_ASSIGNMENT_
Please return each record exactly, leaving nothing out.
-- SUPPLIED MATERIAL follows --
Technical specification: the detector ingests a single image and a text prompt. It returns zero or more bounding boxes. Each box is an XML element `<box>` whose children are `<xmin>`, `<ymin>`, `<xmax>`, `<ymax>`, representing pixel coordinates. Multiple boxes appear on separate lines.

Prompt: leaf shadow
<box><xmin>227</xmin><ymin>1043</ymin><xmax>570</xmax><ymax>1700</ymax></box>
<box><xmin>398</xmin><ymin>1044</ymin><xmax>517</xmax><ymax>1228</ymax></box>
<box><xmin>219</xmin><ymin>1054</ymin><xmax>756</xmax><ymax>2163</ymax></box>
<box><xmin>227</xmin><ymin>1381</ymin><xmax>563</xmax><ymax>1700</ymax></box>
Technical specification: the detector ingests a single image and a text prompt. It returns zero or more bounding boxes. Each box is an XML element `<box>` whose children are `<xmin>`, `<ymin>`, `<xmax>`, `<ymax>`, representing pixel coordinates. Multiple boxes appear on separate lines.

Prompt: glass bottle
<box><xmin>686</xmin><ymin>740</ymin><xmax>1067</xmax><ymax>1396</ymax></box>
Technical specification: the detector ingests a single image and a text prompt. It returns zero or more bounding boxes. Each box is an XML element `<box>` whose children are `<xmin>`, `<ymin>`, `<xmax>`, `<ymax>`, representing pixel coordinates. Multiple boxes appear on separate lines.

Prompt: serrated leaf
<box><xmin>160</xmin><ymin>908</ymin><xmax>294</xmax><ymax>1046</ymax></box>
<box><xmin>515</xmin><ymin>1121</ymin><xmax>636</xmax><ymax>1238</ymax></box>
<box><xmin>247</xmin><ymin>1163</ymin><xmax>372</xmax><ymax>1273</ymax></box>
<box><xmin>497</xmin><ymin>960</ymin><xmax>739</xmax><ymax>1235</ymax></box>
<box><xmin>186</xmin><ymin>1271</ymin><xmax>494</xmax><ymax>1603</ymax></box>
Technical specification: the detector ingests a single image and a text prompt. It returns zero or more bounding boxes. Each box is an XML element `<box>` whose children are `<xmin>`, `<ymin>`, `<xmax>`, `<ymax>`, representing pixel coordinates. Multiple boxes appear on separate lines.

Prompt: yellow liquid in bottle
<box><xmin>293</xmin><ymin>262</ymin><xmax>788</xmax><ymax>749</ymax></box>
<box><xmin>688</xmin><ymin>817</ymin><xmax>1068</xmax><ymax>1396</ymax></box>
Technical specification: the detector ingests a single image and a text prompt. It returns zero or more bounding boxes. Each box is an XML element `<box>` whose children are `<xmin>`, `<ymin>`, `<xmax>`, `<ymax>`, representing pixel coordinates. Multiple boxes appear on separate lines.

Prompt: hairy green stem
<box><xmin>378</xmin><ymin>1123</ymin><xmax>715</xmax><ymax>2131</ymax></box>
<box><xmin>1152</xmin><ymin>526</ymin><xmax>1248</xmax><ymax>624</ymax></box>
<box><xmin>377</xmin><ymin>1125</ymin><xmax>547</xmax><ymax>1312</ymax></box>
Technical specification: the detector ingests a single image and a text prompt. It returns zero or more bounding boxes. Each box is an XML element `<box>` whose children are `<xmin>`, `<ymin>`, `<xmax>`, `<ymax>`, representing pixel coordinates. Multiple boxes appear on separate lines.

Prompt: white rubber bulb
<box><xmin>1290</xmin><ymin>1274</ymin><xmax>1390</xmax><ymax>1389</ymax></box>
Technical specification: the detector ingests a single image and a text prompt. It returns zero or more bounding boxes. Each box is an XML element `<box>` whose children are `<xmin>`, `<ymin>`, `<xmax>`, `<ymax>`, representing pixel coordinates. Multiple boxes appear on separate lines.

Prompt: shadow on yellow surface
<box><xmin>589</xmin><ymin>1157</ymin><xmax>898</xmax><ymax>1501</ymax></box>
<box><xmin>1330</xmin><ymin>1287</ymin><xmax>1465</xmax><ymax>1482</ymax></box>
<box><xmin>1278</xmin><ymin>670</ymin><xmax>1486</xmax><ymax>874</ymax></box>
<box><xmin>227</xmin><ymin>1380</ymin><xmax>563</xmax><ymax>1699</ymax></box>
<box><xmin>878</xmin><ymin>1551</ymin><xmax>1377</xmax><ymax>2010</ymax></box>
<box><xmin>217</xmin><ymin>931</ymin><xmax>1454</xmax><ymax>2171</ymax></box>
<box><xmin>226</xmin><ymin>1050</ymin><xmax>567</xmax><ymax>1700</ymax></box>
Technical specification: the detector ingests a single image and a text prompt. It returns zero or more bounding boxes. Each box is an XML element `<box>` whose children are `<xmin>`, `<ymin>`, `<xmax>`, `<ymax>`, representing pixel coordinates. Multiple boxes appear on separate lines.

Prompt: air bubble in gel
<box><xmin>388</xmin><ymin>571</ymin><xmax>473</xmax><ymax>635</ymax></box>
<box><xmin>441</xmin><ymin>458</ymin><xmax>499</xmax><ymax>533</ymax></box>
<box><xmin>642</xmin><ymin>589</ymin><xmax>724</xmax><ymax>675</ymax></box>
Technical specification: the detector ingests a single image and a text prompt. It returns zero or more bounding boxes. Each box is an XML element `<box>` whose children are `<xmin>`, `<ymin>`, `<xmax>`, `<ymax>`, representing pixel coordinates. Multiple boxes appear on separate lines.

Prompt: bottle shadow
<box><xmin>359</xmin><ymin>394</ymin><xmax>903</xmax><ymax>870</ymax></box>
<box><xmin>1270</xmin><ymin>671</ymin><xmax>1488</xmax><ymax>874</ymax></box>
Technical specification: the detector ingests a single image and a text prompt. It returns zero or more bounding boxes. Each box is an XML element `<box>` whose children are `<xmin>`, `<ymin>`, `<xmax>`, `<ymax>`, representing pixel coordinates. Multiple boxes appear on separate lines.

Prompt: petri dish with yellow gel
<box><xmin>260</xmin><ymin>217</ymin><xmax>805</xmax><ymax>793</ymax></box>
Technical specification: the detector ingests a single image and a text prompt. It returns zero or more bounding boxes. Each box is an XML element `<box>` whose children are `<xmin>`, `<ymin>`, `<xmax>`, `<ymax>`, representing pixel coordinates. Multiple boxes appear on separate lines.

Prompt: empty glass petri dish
-- SUPPLIED MATERIAL concluded --
_ANSWER_
Technical specification: the detector ingests a single image and a text prompt. It returns zero or more bounding boxes. Each box is an XML element `<box>` whose children are `<xmin>`, `<ymin>`, `<xmax>`, `<ymax>`, representing pixel coordinates. Multiple boxes appear on separate lines.

Prompt: leaf shadow
<box><xmin>227</xmin><ymin>1043</ymin><xmax>570</xmax><ymax>1700</ymax></box>
<box><xmin>398</xmin><ymin>1044</ymin><xmax>517</xmax><ymax>1228</ymax></box>
<box><xmin>219</xmin><ymin>1054</ymin><xmax>756</xmax><ymax>2163</ymax></box>
<box><xmin>227</xmin><ymin>1381</ymin><xmax>563</xmax><ymax>1700</ymax></box>
Technical specification: the detector ingests a single image and a text prompt. It returns zero or more bounding boxes. Each box is an XML element `<box>` whose children are `<xmin>`, `<ymin>`, `<xmax>`, `<ymax>`, representing pixel coordinates. Multiple boxes appear on separate lines.

Prompt: glass bottle
<box><xmin>686</xmin><ymin>740</ymin><xmax>1067</xmax><ymax>1396</ymax></box>
Technical specification: the detector ingests a single image and a text prompt. It returns zero or more bounding boxes. Each box is an XML element `<box>` whose children are `<xmin>`, `<ymin>`, `<xmax>`, `<ymax>`, representing pixel coordinates. Multiple boxes appear on separate lines.

Prompt: serrated leaf
<box><xmin>160</xmin><ymin>908</ymin><xmax>294</xmax><ymax>1046</ymax></box>
<box><xmin>515</xmin><ymin>1121</ymin><xmax>636</xmax><ymax>1238</ymax></box>
<box><xmin>247</xmin><ymin>1163</ymin><xmax>372</xmax><ymax>1273</ymax></box>
<box><xmin>497</xmin><ymin>960</ymin><xmax>739</xmax><ymax>1235</ymax></box>
<box><xmin>186</xmin><ymin>1271</ymin><xmax>494</xmax><ymax>1603</ymax></box>
Technical specification: the detector ingests a single image and a text prompt. It returns zero or more bounding boxes. Each box is an XML element `<box>` whose children are `<xmin>`, `<ymin>`, `<xmax>`, `<ymax>`, representing pixel coordinates. Multiple boxes appear on separate lines.

Prompt: yellow liquid in bottle
<box><xmin>293</xmin><ymin>262</ymin><xmax>788</xmax><ymax>749</ymax></box>
<box><xmin>688</xmin><ymin>817</ymin><xmax>1068</xmax><ymax>1396</ymax></box>
Technical specification: the detector ingests a single image and a text prompt. It returns zero or more bounding boxes. Each box is an XML element `<box>` whose children are `<xmin>`, `<ymin>`, `<xmax>`, `<ymax>`, representing pixel coordinates. Multiple boxes appear on separate lines.

Prompt: hairy green stem
<box><xmin>378</xmin><ymin>1123</ymin><xmax>715</xmax><ymax>2131</ymax></box>
<box><xmin>1152</xmin><ymin>526</ymin><xmax>1248</xmax><ymax>624</ymax></box>
<box><xmin>377</xmin><ymin>1125</ymin><xmax>547</xmax><ymax>1312</ymax></box>
Technical specification: the detector ingests a single image and a text prompt. It returns zero or more bounding boxes. Each box is an XML element `<box>` whose children are `<xmin>`, `<ymin>`, `<xmax>`, `<ymax>`, representing pixel coordinates. Multiple boxes appear on separate lines.

Prompt: white rubber bulb
<box><xmin>1290</xmin><ymin>1274</ymin><xmax>1390</xmax><ymax>1389</ymax></box>
Technical specification: the detector ingests a single image and a text prompt. It returns zero or more bounding boxes. Each box is an XML element `<box>` whose children are `<xmin>`, `<ymin>`, `<xmax>`, `<ymax>`, representing pixel coordinates. Multiple boxes appear on separate lines.

Prompt: shadow on yellow surface
<box><xmin>589</xmin><ymin>1157</ymin><xmax>898</xmax><ymax>1501</ymax></box>
<box><xmin>1330</xmin><ymin>1287</ymin><xmax>1465</xmax><ymax>1482</ymax></box>
<box><xmin>1278</xmin><ymin>670</ymin><xmax>1486</xmax><ymax>874</ymax></box>
<box><xmin>227</xmin><ymin>1380</ymin><xmax>563</xmax><ymax>1699</ymax></box>
<box><xmin>878</xmin><ymin>1551</ymin><xmax>1377</xmax><ymax>2010</ymax></box>
<box><xmin>217</xmin><ymin>931</ymin><xmax>1454</xmax><ymax>2171</ymax></box>
<box><xmin>226</xmin><ymin>1050</ymin><xmax>567</xmax><ymax>1700</ymax></box>
Technical specification: the detector ingests a single image and a text prompt. It returns zero or more bounding boxes. Each box is an XML element `<box>` whose children are `<xmin>`, `<ymin>`, `<xmax>`, `<ymax>`, representing pixel coordinates. Multiple boxes appear on separate lines.

Prompt: air bubble in gel
<box><xmin>388</xmin><ymin>571</ymin><xmax>473</xmax><ymax>635</ymax></box>
<box><xmin>441</xmin><ymin>458</ymin><xmax>499</xmax><ymax>533</ymax></box>
<box><xmin>642</xmin><ymin>589</ymin><xmax>724</xmax><ymax>675</ymax></box>
Technical specification: the detector ingests a single image and a text prompt. It returns zero or more bounding boxes. Each box is an XML element `<box>` whose children are `<xmin>`, `<ymin>`, `<xmax>`, `<ymax>`, representing pixel coordinates. Multiple boxes appear on separate lines.

Prompt: bottle shadow
<box><xmin>359</xmin><ymin>394</ymin><xmax>903</xmax><ymax>870</ymax></box>
<box><xmin>1270</xmin><ymin>671</ymin><xmax>1488</xmax><ymax>874</ymax></box>
Technical specification: the detector ingests a single image and a text prompt. It returns zero or more bounding boxes. Each box is an XML element `<box>` whose children are `<xmin>`, `<ymin>`, `<xmax>`, `<ymax>`, representing pixel coordinates. Multiple boxes appear on separate lines.

Prompt: petri dish with yellow gel
<box><xmin>260</xmin><ymin>217</ymin><xmax>805</xmax><ymax>793</ymax></box>
Technical specification: the detector ingests a single image and a text prompt. It returns zero or more bounding boxes. Each box is an XML element `<box>` whose children are `<xmin>`, `<ymin>`, `<xmax>`, `<ymax>`, representing pixel coordinates. Multiple boxes appear on separate lines.

Prompt: empty glass petri dish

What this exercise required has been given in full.